[Labeled shape items]
Start

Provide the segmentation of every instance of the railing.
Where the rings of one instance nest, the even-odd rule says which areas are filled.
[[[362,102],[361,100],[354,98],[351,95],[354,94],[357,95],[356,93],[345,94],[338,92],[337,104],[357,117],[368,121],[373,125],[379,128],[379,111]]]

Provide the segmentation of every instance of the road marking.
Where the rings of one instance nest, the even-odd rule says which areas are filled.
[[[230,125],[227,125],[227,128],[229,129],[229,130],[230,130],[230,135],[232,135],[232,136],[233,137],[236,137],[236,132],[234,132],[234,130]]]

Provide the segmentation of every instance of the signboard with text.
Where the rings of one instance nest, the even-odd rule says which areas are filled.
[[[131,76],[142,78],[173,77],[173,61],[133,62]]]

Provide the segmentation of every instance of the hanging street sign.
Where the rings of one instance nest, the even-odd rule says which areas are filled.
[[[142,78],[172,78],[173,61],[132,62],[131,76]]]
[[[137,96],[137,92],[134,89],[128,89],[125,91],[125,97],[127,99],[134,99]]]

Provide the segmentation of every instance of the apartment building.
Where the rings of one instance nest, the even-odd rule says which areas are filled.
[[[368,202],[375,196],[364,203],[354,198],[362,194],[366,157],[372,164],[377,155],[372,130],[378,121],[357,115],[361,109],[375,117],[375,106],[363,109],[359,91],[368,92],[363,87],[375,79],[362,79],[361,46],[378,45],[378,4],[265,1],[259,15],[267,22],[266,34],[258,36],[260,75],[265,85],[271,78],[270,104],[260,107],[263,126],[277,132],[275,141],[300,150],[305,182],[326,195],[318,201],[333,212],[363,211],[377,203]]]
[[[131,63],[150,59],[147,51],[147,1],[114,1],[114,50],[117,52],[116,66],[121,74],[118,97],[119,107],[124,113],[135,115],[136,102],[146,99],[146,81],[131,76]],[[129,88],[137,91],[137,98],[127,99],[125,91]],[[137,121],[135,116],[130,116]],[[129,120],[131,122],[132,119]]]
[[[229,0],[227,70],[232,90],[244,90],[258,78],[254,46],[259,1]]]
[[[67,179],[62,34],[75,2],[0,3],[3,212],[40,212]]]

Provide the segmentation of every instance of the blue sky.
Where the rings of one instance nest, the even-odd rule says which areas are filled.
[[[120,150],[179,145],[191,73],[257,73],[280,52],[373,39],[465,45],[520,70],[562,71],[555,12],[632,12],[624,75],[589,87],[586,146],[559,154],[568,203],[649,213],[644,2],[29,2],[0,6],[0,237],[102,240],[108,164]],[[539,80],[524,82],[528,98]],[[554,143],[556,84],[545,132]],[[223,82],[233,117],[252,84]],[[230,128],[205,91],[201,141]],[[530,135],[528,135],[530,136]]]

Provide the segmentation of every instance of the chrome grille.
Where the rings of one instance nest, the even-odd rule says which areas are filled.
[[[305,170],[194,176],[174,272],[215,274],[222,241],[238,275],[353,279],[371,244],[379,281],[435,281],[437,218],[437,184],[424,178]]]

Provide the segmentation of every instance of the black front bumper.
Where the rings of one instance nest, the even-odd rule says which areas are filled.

End

Challenge: Output every line of the items above as a numbered list, skipping the blank lines.

Response to the exercise:
1. Provide the segmentation of every instance of the railing.
2. Where the rings of one instance nest, the even-odd rule says which areas are filled.
3. [[[362,102],[361,100],[354,98],[351,95],[354,94],[357,95],[356,93],[345,94],[338,92],[337,104],[357,117],[368,121],[373,125],[379,128],[379,111]]]
4. Provide the segmentation of every instance of the road marking.
5. Where the rings of one instance nest, the even-odd rule says which areas are filled.
6. [[[230,125],[227,125],[227,128],[229,129],[229,130],[230,130],[230,135],[232,135],[232,136],[233,137],[236,137],[236,132],[234,132],[234,130]]]
7. Provide the segmentation of every instance of the signboard with text.
8. Where the rings of one instance nest, the even-odd rule says which areas are filled.
9. [[[131,76],[142,78],[173,77],[173,61],[133,62]]]
10. Provide the segmentation of every instance of the hanging street sign.
11. Where the rings of one instance nest, the even-odd rule says which areas are filled.
12. [[[142,78],[172,78],[173,61],[132,62],[131,76]]]
13. [[[137,96],[137,92],[134,89],[128,89],[125,91],[125,97],[127,99],[134,99]]]
14. Provide the segmentation of every instance of the apartment building.
15. Where the rings of one instance nest, the even-odd rule says which areas are filled.
16. [[[368,202],[375,196],[364,203],[354,198],[362,194],[366,157],[372,164],[377,155],[372,130],[378,121],[357,115],[361,109],[375,117],[375,106],[363,109],[359,91],[368,92],[363,87],[375,79],[362,79],[361,46],[378,45],[378,4],[265,1],[259,15],[267,22],[266,34],[258,36],[260,75],[265,85],[271,78],[270,104],[260,107],[263,126],[277,132],[275,141],[300,150],[305,182],[326,195],[318,201],[333,212],[363,211],[377,203]]]
17. [[[131,63],[150,59],[147,51],[147,1],[114,1],[114,50],[117,52],[116,66],[121,74],[118,97],[119,107],[124,113],[135,115],[136,102],[146,99],[146,81],[131,76]],[[129,88],[137,91],[137,98],[127,99],[125,91]],[[137,121],[135,116],[130,116]],[[129,120],[131,122],[132,119]]]
18. [[[229,0],[227,70],[232,90],[244,90],[258,78],[254,46],[259,1]]]
19. [[[67,179],[62,34],[75,2],[0,3],[3,212],[40,212]]]
20. Provide the segmentation of every instance of the blue sky.
21. Where the rings of one instance nest, the even-odd rule says which areas are filled.
22. [[[120,150],[179,145],[191,73],[257,73],[280,52],[373,39],[465,45],[520,70],[562,71],[555,12],[632,12],[624,75],[589,87],[586,146],[559,154],[568,203],[649,213],[644,2],[29,2],[0,6],[0,237],[102,240],[108,164]],[[539,80],[524,82],[528,98]],[[554,143],[556,84],[545,132]],[[223,82],[233,117],[252,84]],[[230,128],[205,91],[201,141]],[[530,135],[528,135],[530,136]]]
23. Provide the segmentation of every instance of the chrome grille.
24. Where the rings of one instance nest, the even-odd rule says which areas are filled.
25. [[[305,170],[194,176],[174,272],[215,274],[222,241],[238,275],[353,279],[371,244],[379,281],[435,281],[437,218],[437,184],[424,178]]]
26. Provide the segmentation of every instance of the black front bumper.
27. Where the rings of one instance nest, the even-odd rule says which areas are filled.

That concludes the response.